**WHAT IS BEING ASKED:** Word for word, transcribe all of the records.

**SUPPLIED INFORMATION:**

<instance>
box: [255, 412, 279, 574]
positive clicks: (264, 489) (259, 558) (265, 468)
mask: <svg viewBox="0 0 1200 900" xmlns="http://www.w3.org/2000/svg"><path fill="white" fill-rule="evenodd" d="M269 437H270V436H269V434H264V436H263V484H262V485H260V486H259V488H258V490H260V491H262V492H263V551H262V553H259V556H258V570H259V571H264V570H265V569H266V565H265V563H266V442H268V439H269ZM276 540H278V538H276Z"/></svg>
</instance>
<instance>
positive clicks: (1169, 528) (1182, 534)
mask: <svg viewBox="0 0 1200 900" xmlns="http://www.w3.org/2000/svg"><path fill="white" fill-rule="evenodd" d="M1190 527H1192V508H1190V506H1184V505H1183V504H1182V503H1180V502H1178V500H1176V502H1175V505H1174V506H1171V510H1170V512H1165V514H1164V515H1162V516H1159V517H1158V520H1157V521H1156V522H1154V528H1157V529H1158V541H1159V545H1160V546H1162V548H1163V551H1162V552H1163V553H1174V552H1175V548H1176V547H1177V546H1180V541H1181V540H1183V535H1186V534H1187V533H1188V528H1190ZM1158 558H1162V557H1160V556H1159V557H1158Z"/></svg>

**SOLVED EXERCISE:**
<instance>
box: [255, 412, 279, 574]
positive clicks: (264, 489) (259, 558) (265, 468)
mask: <svg viewBox="0 0 1200 900" xmlns="http://www.w3.org/2000/svg"><path fill="white" fill-rule="evenodd" d="M269 437H270V436H269V434H264V436H263V484H262V485H260V486H259V488H258V490H260V491H262V492H263V551H262V553H259V556H258V570H259V571H264V570H265V569H266V565H265V563H266V442H268V439H269ZM276 540H278V538H276Z"/></svg>
</instance>
<instance>
positive clicks: (1169, 528) (1182, 534)
mask: <svg viewBox="0 0 1200 900" xmlns="http://www.w3.org/2000/svg"><path fill="white" fill-rule="evenodd" d="M1190 527H1192V508H1190V506H1184V505H1183V504H1182V503H1180V502H1178V500H1176V502H1175V505H1174V506H1171V510H1170V512H1165V514H1164V515H1162V516H1159V517H1158V520H1157V521H1156V522H1154V528H1157V529H1158V541H1159V545H1160V546H1162V548H1163V551H1162V552H1163V553H1174V552H1175V548H1176V547H1177V546H1180V541H1181V540H1183V535H1186V534H1187V533H1188V528H1190ZM1158 558H1162V557H1160V556H1159V557H1158Z"/></svg>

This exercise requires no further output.